**Stated exercise**.
Rewrite the entries below as a numbered list, leaving out any blank lines.

**Material to process**.
——————————

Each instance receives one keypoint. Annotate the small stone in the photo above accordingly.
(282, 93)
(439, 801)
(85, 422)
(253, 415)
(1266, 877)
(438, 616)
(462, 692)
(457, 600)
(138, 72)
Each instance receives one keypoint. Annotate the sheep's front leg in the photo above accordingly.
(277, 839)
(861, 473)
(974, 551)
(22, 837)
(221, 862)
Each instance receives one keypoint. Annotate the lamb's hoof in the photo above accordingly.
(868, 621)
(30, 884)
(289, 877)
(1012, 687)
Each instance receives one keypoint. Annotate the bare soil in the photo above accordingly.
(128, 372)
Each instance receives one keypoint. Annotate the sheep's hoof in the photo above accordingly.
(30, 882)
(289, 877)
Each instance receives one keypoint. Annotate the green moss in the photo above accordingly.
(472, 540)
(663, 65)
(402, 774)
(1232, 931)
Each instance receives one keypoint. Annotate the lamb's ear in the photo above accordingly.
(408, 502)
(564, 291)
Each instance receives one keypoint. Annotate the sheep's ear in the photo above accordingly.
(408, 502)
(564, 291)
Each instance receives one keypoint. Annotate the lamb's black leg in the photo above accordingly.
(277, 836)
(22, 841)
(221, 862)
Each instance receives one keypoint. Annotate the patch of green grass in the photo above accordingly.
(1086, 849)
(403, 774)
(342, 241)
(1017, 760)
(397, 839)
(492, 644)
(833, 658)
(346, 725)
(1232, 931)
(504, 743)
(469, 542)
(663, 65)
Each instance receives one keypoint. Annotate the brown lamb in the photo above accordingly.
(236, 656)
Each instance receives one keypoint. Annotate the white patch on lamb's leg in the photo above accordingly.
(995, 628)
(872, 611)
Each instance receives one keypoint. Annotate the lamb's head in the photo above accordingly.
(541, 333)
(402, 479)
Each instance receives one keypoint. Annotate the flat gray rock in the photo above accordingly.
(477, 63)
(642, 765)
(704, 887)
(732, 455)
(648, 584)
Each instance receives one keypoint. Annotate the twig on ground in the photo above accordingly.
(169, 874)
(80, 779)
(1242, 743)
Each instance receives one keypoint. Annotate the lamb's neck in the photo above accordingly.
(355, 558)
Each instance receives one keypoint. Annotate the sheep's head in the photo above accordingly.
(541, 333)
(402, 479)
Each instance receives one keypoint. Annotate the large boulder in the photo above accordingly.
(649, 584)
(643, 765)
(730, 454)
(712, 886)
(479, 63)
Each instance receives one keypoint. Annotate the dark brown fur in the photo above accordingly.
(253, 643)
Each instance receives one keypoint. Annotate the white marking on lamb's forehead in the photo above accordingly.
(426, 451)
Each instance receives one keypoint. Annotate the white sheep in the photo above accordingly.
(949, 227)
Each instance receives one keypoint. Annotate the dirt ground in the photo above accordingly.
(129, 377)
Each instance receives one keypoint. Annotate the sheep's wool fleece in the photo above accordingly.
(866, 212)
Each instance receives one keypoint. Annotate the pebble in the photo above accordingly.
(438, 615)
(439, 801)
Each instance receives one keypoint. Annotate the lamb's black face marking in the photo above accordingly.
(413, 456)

——————————

**Task answer**.
1. Each instance receives one keypoint. Annotate the small stone in the photo above accordingly.
2. (282, 93)
3. (439, 801)
4. (85, 422)
5. (253, 415)
6. (1266, 877)
7. (438, 616)
8. (462, 692)
9. (457, 600)
10. (138, 72)
11. Each instance receives one keypoint. Annotate the sheep's front leg in the photo above accordingly.
12. (277, 839)
13. (861, 473)
14. (974, 551)
15. (22, 837)
16. (221, 862)
17. Each instance receives one keypoint. Annotate the lamb's hoof in the photo above accordingly.
18. (868, 621)
19. (30, 884)
20. (289, 877)
21. (1012, 687)
22. Each instance receives one keypoint. Annotate the bare soil in the photo above accordingly.
23. (128, 372)
24. Each instance receives one keypoint. Annotate the sheep's hoof in the photo above accordingly.
25. (30, 882)
26. (289, 877)
27. Each instance receives one keypoint. Annotate the green moss in the photo above accordingly.
28. (472, 540)
29. (663, 65)
30. (402, 774)
31. (1232, 931)
32. Each instance receives one keypoint. Annotate the lamb's ear in the photo above accordingly.
33. (408, 502)
34. (564, 291)
35. Each instance receives one keypoint. Annotate the sheep's ear in the photo above accordingly.
36. (408, 502)
37. (564, 291)
38. Each instance receives one keypoint. Annotate the lamb's black leg in the photo above accordingly.
39. (277, 836)
40. (22, 841)
41. (221, 862)
42. Each instance receives one keypoint. Annotate the patch of green grass in the photo above accordingly.
43. (1086, 849)
44. (403, 774)
45. (342, 241)
46. (1017, 760)
47. (397, 839)
48. (492, 644)
49. (833, 658)
50. (346, 725)
51. (1232, 931)
52. (504, 743)
53. (469, 542)
54. (663, 65)
55. Each instance receives one keypoint. Annotate the brown lamb in the photo above accordingly.
56. (236, 656)
57. Each instance receives one keypoint. Annotate the white patch on lamb's leg in the photo above accordingly.
58. (995, 628)
59. (872, 611)
60. Each instance receives one keypoint. Annotate the lamb's head in the photo above accordingly.
61. (541, 333)
62. (402, 479)
63. Each instance receives one keypoint. Annotate the flat gray rock in the photo above accordingly.
64. (477, 63)
65. (642, 765)
66. (704, 887)
67. (732, 455)
68. (648, 584)
69. Each instance receives one keypoint. Annotate the twig on ground in the photo above accordingly.
70. (169, 874)
71. (80, 779)
72. (1242, 743)
73. Each instance receives one keypoint. Annotate the lamb's neck in the photo above accordingly.
74. (355, 558)
75. Each instance receives one keypoint. Annotate the sheep's head in the photo above accordingly.
76. (541, 333)
77. (402, 479)
78. Each instance receives one keypoint. Annotate the large boulder in the photo above accordingly.
79. (649, 584)
80. (643, 765)
81. (730, 454)
82. (712, 886)
83. (479, 63)
84. Each instance receives one keypoint. Annotate the dark brown fur in the photo above accordingly.
85. (253, 643)
86. Each instance receives one keypoint. Annotate the white marking on lamb's forehead in the photo above accordingly.
87. (426, 451)
88. Each instance receives one keypoint. Annotate the white sheep in the photo above accordingly.
89. (949, 227)
90. Each instance receives one keypoint. Annotate the dirt ground in the photo above accordingly.
91. (129, 377)
92. Each instance receives one keypoint. Annotate the sheep's wool fleece in the photo above accordingly.
93. (866, 212)
94. Each instance receives one keypoint. Annotate the pebble in the photo above accordingly.
95. (438, 615)
96. (439, 801)
97. Each instance receives one keypoint. Annotate the lamb's black face marking in the photo above accordingly.
98. (413, 456)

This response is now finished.